EXERCISE: Please filter the entries for the word "floor" and copy every line that has it.

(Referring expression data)
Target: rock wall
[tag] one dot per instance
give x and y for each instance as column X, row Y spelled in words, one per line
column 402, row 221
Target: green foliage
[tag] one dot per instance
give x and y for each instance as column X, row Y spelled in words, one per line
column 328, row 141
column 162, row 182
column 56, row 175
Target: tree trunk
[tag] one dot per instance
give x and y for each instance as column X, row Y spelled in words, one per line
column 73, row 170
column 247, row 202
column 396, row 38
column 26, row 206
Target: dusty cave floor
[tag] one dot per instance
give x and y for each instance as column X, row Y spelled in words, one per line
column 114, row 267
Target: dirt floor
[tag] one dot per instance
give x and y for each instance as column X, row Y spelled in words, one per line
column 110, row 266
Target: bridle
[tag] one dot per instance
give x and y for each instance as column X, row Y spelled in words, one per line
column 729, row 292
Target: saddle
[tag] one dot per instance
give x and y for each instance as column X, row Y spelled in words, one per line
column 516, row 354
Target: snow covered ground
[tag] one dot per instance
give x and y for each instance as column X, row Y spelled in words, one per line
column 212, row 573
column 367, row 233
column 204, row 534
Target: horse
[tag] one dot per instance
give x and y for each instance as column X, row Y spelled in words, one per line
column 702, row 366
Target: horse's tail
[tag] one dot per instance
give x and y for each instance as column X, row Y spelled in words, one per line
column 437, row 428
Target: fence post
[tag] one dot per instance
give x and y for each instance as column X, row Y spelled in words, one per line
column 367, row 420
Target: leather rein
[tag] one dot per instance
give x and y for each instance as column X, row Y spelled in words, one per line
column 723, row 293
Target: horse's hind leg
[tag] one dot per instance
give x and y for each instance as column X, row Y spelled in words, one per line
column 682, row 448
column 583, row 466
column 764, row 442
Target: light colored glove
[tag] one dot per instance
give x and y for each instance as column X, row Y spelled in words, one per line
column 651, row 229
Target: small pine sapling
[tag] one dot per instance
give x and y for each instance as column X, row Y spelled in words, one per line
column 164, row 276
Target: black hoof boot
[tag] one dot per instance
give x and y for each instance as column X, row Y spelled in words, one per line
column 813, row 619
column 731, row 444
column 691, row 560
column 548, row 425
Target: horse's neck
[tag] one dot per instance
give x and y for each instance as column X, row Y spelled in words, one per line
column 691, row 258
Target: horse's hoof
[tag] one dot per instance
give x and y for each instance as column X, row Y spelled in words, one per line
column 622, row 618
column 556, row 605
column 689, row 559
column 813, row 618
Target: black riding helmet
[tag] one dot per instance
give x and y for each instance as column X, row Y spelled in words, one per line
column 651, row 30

REPLY:
Target: dusty cave floor
Target: dirt floor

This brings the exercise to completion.